*DIRECTIONS FOR THIS TASK*. Each line of the material below should be reproduced exactly.

*RECORDED INFORMATION*.

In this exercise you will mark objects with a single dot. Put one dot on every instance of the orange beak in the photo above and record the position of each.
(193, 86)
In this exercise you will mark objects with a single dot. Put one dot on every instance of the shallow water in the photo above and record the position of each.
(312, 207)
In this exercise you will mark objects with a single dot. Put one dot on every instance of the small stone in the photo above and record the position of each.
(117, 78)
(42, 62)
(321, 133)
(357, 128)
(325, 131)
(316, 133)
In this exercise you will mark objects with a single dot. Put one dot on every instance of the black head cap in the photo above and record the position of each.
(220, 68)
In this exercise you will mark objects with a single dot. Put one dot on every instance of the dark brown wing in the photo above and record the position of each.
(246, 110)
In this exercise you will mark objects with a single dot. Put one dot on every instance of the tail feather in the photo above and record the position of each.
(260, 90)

*ANSWER BELOW*.
In this exercise you will mark objects with a single dot. Put one dot on every instance of the orange beak in the photo above and record the position of each.
(193, 86)
In this exercise you will mark objects with a single dot. Put one dot on every instance of the shallow water in the photo above and record the position of each.
(312, 207)
In this exercise you will mark objects with a single dot. Put one dot on every instance of the small stone in the photo above and record the position of each.
(117, 78)
(42, 62)
(321, 133)
(357, 128)
(325, 131)
(316, 133)
In this exercise you will mark objects with a single dot. Put one dot on every instance of the black head cap in the photo above and record the position of each.
(220, 68)
In this exercise you will mark objects with a single dot. Put one dot on every instance of the dark brown wing in the photo above and record the position of each.
(246, 110)
In this exercise you will mark objects with a single dot. Put one dot on every instance of the tail feather in the photo above and record the position of each.
(260, 90)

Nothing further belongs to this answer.